▸ **AIM OF THE EXERCISE**: Return, word for word, the part of the energy drink article that opens with the words containing "Red Bull, PepsiCo" and closes with "issue and others.".

▸ **READING TEXT**:
»»
A 2006 law requires makers of dietary supplements, including 5-Hour Energy, Monster and PepsiCo’s Rockstar, to report to the FDA any adverse effects involving their products. 5-Hour Energy has been associated with 13 deaths since December 2009 and Monster drinks have been associated with five deaths, according to FDA data released earlier this month. Red Bull, a $5.5 billion-a-year company whose product is regulated as a beverage, is not required to report adverse health incidents.

The FDA is in the process of clarifying the distinction between liquid dietary supplements and caffeinated beverages such as sodas.

Red Bull, PepsiCo Inc., the maker of Rockstar and Amp Energy, and Coca-Cola Co., the maker of Full Throttle, already voluntarily report the levels of stimulants, including caffeine and taurine, in their products and discourage use by children under the age of 12 in accordance with American Beverage Association guidelines. So far this year, the ABA has spent almost $1 million lobbying on this issue and others.

5-Hour Energy does not disclose the level of caffeine in its products, but a Mayo Clinic analysis found it to be 207 mg for each 60 ml shot. A 16-ounce brewed coffee from McDonald’s contains 100 mg of caffeine, while a can of Red Bull or Monster contains about 80 mg. Lutz declined to comment on the data.

The company’s spokeswoman also dismissed the senators’ concerns about the effect of high levels of caffeine consumption among young people. “That is so irrelevant to us because we don’t market to children,” she said. “You’re not looking at skate boarders going on the half pipe. You’re looking at construction workers. Primarily it’s adults, with that 2:30 [p.m.] feeling.”

Industry lobbyists argue that the deaths reported by the companies were merely coincidental and were not caused by consumption of the products themselves. They say energy drinks are unfairly targeted for caffeine content while coffee drinks that contain just as much, or more, caffeine are ignored.

The FDA reported in August that caffeine intake for healthy adults of up to 400 mg per day “is not associated with general toxicity, cardiovascular effects, effects on bone status and calcium balance (with consumption of adequate calcium), changes in adult behavior, incidence of cancer, or effects on male fertility.” The FDA has also noted that it has not determined whether the health incidents linked to energy drinks were actually caused by consumption.
««
▸ **LISTED RECORDS**:
»»
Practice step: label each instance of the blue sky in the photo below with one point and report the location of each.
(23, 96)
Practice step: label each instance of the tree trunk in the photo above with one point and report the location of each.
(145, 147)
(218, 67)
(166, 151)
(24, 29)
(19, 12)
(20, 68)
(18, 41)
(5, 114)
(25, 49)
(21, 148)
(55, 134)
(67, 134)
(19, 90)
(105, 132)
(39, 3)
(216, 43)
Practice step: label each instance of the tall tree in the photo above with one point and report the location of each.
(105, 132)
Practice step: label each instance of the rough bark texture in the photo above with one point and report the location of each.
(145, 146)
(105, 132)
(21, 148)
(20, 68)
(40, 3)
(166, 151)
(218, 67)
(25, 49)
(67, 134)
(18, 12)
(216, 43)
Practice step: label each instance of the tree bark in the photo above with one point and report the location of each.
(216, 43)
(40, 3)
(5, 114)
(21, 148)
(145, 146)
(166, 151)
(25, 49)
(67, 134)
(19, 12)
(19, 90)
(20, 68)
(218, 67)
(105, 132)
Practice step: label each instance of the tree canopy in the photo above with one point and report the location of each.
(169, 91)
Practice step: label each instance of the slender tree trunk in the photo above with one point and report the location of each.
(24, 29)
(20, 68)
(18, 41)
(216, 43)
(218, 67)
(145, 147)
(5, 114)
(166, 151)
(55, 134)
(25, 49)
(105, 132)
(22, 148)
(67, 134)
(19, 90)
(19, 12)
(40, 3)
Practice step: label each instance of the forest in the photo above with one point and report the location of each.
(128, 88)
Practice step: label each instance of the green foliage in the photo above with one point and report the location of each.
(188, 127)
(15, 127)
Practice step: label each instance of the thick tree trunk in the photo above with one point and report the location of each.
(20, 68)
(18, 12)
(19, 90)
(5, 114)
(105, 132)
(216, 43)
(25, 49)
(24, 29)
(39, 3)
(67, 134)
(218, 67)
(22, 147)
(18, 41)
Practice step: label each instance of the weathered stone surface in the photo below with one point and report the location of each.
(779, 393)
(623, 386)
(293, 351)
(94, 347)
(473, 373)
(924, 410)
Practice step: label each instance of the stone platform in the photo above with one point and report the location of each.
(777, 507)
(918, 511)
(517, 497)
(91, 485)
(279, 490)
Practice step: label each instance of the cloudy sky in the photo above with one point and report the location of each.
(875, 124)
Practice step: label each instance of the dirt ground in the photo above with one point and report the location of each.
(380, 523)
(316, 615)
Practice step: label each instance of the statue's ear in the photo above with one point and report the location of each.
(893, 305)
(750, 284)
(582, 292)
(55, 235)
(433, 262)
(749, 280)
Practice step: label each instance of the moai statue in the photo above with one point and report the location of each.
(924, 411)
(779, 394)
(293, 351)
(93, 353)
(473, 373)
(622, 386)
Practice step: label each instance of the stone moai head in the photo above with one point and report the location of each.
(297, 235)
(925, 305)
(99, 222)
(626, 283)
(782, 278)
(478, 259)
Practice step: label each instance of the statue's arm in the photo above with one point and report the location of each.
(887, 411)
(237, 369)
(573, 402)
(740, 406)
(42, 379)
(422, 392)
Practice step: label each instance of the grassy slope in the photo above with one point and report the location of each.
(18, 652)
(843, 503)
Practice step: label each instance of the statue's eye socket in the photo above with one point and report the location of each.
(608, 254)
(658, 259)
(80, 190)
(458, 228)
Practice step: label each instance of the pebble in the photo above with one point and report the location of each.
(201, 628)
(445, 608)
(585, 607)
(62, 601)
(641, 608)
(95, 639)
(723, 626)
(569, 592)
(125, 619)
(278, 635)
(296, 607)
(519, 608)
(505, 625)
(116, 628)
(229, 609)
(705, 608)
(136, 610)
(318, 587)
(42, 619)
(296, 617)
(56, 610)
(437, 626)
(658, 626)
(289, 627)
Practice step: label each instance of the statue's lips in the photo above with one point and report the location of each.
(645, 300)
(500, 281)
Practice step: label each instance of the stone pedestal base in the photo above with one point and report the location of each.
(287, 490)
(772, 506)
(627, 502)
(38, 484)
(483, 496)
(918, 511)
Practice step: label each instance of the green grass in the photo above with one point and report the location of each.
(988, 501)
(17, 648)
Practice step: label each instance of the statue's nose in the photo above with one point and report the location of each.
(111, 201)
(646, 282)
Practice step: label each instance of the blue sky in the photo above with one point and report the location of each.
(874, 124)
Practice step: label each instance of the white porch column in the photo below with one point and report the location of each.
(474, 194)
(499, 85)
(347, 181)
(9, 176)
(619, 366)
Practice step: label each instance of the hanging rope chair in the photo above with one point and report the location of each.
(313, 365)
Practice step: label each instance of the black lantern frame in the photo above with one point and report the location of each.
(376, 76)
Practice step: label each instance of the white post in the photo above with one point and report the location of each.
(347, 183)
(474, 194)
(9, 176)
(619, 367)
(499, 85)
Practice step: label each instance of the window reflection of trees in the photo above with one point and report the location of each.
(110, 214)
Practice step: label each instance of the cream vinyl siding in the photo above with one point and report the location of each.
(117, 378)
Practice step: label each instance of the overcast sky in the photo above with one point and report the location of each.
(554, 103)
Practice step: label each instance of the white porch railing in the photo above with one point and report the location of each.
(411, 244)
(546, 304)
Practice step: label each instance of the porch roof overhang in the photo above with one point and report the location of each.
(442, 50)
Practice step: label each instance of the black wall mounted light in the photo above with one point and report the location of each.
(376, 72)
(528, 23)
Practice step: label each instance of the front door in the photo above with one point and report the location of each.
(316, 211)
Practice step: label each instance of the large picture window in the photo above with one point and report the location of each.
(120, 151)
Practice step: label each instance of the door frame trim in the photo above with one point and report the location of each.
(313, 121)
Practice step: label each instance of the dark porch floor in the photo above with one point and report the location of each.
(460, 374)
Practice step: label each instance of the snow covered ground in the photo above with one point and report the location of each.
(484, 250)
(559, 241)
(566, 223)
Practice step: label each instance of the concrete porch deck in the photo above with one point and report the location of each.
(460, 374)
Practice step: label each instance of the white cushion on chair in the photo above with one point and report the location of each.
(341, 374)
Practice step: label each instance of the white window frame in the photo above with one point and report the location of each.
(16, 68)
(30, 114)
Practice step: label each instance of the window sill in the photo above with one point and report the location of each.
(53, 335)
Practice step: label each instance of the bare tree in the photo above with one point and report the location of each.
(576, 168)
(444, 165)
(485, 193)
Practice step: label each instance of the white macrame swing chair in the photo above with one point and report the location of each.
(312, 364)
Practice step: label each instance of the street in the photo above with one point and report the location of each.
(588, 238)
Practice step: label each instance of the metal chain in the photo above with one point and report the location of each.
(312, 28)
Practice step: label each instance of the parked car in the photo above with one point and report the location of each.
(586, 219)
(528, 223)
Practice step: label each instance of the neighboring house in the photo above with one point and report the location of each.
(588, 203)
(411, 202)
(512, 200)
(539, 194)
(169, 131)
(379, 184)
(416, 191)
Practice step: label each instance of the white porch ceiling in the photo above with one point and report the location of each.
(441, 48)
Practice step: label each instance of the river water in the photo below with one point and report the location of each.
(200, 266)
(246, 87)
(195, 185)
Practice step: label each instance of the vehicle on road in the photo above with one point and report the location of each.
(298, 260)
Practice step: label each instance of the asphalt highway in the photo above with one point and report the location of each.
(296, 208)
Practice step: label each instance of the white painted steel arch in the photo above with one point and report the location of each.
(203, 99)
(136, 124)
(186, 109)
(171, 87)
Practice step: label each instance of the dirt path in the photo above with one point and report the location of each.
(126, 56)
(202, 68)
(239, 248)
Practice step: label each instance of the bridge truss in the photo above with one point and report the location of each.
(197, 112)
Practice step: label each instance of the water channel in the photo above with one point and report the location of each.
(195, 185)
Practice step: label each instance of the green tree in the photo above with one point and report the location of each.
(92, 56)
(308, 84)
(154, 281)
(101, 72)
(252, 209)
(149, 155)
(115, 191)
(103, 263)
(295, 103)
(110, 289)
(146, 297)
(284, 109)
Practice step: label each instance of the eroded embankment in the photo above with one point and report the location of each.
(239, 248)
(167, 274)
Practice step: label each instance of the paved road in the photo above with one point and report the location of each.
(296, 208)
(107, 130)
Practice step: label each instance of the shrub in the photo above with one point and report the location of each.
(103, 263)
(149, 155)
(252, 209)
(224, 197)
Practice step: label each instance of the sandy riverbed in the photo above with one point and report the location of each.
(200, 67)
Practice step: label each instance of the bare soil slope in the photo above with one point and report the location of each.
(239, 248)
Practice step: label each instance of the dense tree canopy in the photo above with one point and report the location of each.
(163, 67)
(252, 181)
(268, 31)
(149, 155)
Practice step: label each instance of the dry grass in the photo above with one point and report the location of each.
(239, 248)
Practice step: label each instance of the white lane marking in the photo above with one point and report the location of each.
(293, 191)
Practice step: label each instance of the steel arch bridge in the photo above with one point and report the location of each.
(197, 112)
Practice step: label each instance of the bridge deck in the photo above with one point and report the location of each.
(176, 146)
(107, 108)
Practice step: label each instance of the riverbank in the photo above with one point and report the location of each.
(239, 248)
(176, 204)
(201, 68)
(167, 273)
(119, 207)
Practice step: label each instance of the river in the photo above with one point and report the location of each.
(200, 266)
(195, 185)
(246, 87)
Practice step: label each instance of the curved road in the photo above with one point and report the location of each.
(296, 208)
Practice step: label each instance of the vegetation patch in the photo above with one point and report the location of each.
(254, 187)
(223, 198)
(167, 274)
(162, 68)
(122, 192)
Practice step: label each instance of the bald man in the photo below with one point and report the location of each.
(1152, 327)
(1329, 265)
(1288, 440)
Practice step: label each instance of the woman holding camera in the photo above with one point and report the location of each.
««
▸ **OUTPUT FOR THIS EXERCISE**:
Red Bull, PepsiCo Inc., the maker of Rockstar and Amp Energy, and Coca-Cola Co., the maker of Full Throttle, already voluntarily report the levels of stimulants, including caffeine and taurine, in their products and discourage use by children under the age of 12 in accordance with American Beverage Association guidelines. So far this year, the ABA has spent almost $1 million lobbying on this issue and others.